▸ **Exercise set**:
#1 In the biography, condense the paragraph beginning "In 2001, after only three months" into two or three sentences that retain its principal facts.
#2 Reproduce everything in the biography from "In 2001, after" down to "appropriate for it.", word for word.

Brigita Brezovac (September 24, 1979) is a retired Slovenian professional bodybuilder.

Early life and education
Brezovac grew up Ljutomer, Slovenia. She attended the SETUAŠ school in Murska Sobota, Slovenia and the University of Maribor.

Bodybuilding career

Amateur
At the age of 14 years, Brezovac had a boyfriend who had a small gym at his home. When she saw the photos of Cory Everson and Anja Langer, she decided she wanted to be a bodybuilder and lift weights, along with train for karate.

In 2001, after only three months of preparations, Brezovac competed in the 2001 World championship in category Miss Bodybuilding and came in fourth place. After coming in fourth place at the 2001 World Championship she went into the Miss Fitness category due to an injury. In 2004, at the World Championship, the prejudging judges disqualified her from fitness class and put her into bodybuilding category because she was too muscular. She went on to win the bodybuilding class. After that she was told that she should compete in bodybuilding because her physique is more appropriate for it.

▸ **Given records**:
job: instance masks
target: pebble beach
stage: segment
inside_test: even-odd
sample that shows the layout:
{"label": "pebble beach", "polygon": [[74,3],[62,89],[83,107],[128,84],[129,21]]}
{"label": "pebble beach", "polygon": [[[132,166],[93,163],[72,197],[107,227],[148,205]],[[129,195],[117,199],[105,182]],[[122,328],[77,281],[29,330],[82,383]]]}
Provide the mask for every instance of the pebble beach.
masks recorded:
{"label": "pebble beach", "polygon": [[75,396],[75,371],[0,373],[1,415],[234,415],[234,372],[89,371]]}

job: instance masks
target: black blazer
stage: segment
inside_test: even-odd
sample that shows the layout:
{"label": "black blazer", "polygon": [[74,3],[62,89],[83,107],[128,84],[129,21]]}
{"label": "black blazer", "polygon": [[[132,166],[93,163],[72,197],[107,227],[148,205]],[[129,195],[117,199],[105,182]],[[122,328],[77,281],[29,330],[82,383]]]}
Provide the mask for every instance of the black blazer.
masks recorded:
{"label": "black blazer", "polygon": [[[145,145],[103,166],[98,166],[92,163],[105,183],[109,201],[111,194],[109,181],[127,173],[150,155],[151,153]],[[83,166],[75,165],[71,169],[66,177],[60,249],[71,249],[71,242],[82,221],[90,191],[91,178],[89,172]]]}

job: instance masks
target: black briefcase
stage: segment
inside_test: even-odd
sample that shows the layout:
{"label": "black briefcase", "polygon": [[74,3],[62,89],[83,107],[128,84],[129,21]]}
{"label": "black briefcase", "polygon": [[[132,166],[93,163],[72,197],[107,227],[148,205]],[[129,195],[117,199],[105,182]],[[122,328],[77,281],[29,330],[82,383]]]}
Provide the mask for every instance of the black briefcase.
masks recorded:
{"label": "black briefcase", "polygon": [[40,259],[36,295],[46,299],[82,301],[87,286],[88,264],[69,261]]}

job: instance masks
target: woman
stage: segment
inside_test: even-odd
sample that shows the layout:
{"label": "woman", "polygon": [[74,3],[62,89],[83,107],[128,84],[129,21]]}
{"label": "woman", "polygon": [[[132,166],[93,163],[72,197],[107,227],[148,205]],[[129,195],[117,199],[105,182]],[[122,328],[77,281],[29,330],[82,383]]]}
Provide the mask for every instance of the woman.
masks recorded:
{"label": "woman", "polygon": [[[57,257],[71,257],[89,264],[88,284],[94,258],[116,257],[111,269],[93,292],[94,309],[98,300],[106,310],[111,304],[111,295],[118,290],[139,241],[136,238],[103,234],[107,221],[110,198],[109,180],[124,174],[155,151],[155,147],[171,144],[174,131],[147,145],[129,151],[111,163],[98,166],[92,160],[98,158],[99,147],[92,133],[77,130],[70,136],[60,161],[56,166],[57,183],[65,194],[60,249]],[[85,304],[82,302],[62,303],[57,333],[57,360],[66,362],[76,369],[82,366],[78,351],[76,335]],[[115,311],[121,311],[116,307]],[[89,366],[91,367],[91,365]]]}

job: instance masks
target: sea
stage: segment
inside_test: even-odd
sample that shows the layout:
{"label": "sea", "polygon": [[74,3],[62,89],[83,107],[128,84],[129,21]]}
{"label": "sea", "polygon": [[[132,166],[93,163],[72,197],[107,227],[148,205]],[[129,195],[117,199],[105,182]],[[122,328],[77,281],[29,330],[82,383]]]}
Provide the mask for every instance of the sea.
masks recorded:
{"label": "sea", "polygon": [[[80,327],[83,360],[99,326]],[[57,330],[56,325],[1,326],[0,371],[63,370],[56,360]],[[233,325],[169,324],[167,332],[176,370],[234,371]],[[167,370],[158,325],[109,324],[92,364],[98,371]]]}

▸ **The solutions**:
#1 In 2001, after only three months of preparation, Brezovac placed fourth in the Miss Bodybuilding category at the World Championship and then moved to the Miss Fitness category because of an injury. At the 2004 World Championship, the prejudging judges disqualified her from the fitness class for being too muscular and placed her in bodybuilding, a class she went on to win. She was then told to compete in bodybuilding because her physique was better suited to it.

#2
In 2001, after only three months of preparations, Brezovac competed in the 2001 World championship in category Miss Bodybuilding and came in fourth place. After coming in fourth place at the 2001 World Championship she went into the Miss Fitness category due to an injury. In 2004, at the World Championship, the prejudging judges disqualified her from fitness class and put her into bodybuilding category because she was too muscular. She went on to win the bodybuilding class. After that she was told that she should compete in bodybuilding because her physique is more appropriate for it.